(Image-grounded pointing data)

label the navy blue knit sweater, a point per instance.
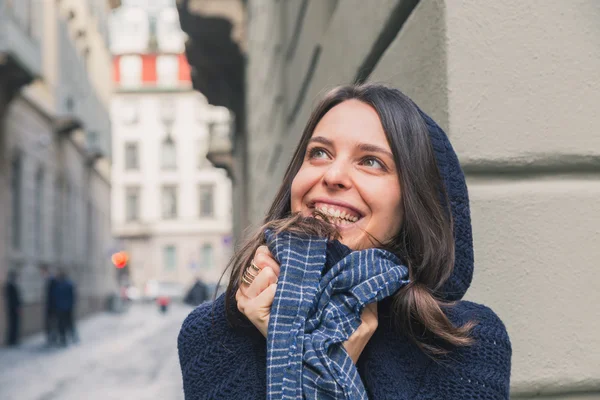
(222, 362)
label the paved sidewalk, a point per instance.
(132, 355)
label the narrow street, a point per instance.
(132, 355)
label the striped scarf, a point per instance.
(322, 289)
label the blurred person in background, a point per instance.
(64, 299)
(387, 178)
(12, 298)
(50, 317)
(197, 294)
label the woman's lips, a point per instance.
(336, 209)
(342, 217)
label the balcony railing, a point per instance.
(220, 146)
(18, 45)
(77, 100)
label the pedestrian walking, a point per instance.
(197, 294)
(50, 317)
(64, 299)
(12, 296)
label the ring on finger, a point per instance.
(246, 280)
(254, 266)
(249, 276)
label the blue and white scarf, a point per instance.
(322, 289)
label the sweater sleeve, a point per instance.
(479, 371)
(216, 363)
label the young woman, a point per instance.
(385, 174)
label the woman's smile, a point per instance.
(340, 213)
(349, 176)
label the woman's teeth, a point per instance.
(339, 217)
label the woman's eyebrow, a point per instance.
(321, 139)
(371, 148)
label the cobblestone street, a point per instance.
(132, 355)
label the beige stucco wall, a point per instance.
(517, 87)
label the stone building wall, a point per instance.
(516, 85)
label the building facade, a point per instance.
(171, 207)
(55, 149)
(516, 86)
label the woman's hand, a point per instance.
(255, 300)
(358, 340)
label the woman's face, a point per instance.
(349, 174)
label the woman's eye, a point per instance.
(317, 153)
(373, 163)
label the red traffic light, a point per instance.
(120, 259)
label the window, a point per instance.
(132, 203)
(15, 190)
(169, 202)
(170, 257)
(206, 196)
(168, 154)
(167, 70)
(39, 214)
(169, 32)
(202, 161)
(129, 111)
(131, 156)
(67, 219)
(57, 228)
(207, 256)
(130, 68)
(168, 111)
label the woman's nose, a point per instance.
(337, 176)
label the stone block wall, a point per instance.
(517, 87)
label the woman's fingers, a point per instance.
(262, 281)
(359, 339)
(263, 258)
(257, 309)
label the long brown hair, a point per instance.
(425, 241)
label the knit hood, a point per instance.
(454, 181)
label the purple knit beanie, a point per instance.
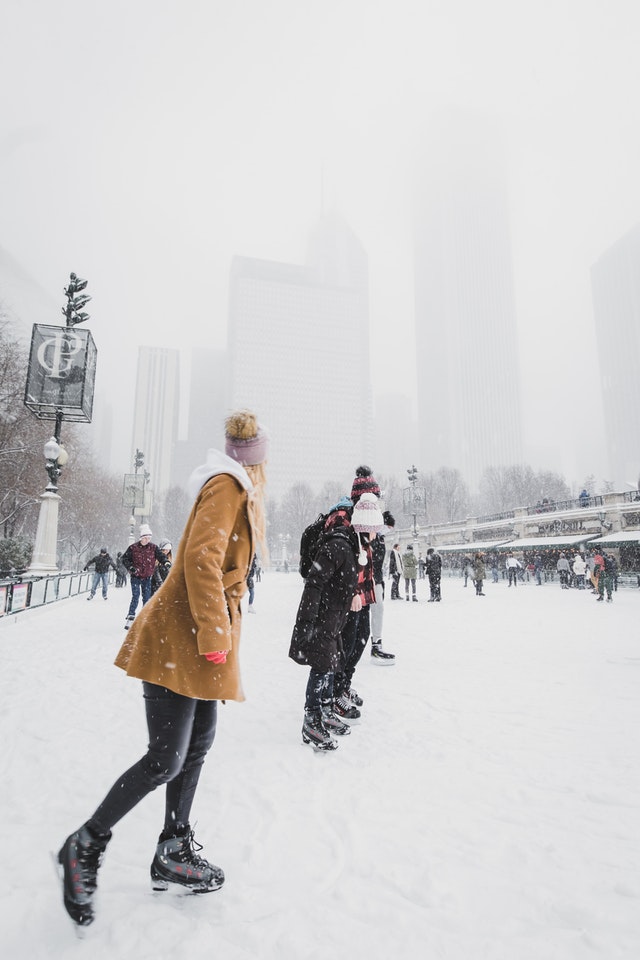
(245, 440)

**WORK ORDER**
Output the line that contains "label the woman's smile, a" and every line after it to the end of the records, word for word, leaving out the pictures.

**RESULT**
label the woman's smile, a point per instance.
(340, 213)
(349, 176)
label the woman's teeth, a point per instance.
(339, 217)
label the woman's eyebrow, a point per instance.
(321, 139)
(371, 148)
label the cobblestone street, a point per instance.
(132, 355)
label the beige stucco wall, a point per instance.
(517, 87)
label the stone building wall, a point per instance.
(516, 85)
label the building facade, a point per instance.
(171, 207)
(55, 149)
(516, 86)
label the woman's hand, a point per instance.
(255, 300)
(358, 340)
label the woman's face, a point per instance.
(349, 174)
label the woman's eye, a point per instance.
(317, 153)
(373, 163)
label the red traffic light, a point per instance.
(120, 259)
label the window, a point per instance.
(132, 203)
(15, 190)
(169, 202)
(170, 257)
(206, 196)
(168, 154)
(167, 70)
(39, 214)
(169, 32)
(202, 161)
(129, 111)
(131, 156)
(67, 219)
(57, 228)
(207, 256)
(130, 68)
(168, 111)
label the woman's nose, a point per instance.
(337, 176)
label the stone block wall, a point per instance.
(517, 87)
label the woman's fingers, a point per instance.
(262, 281)
(359, 339)
(263, 258)
(257, 309)
label the long brown hair, a point per instance.
(425, 241)
label the knit hood, a point per instance.
(454, 181)
label the purple knit beanie, a point per instance.
(245, 440)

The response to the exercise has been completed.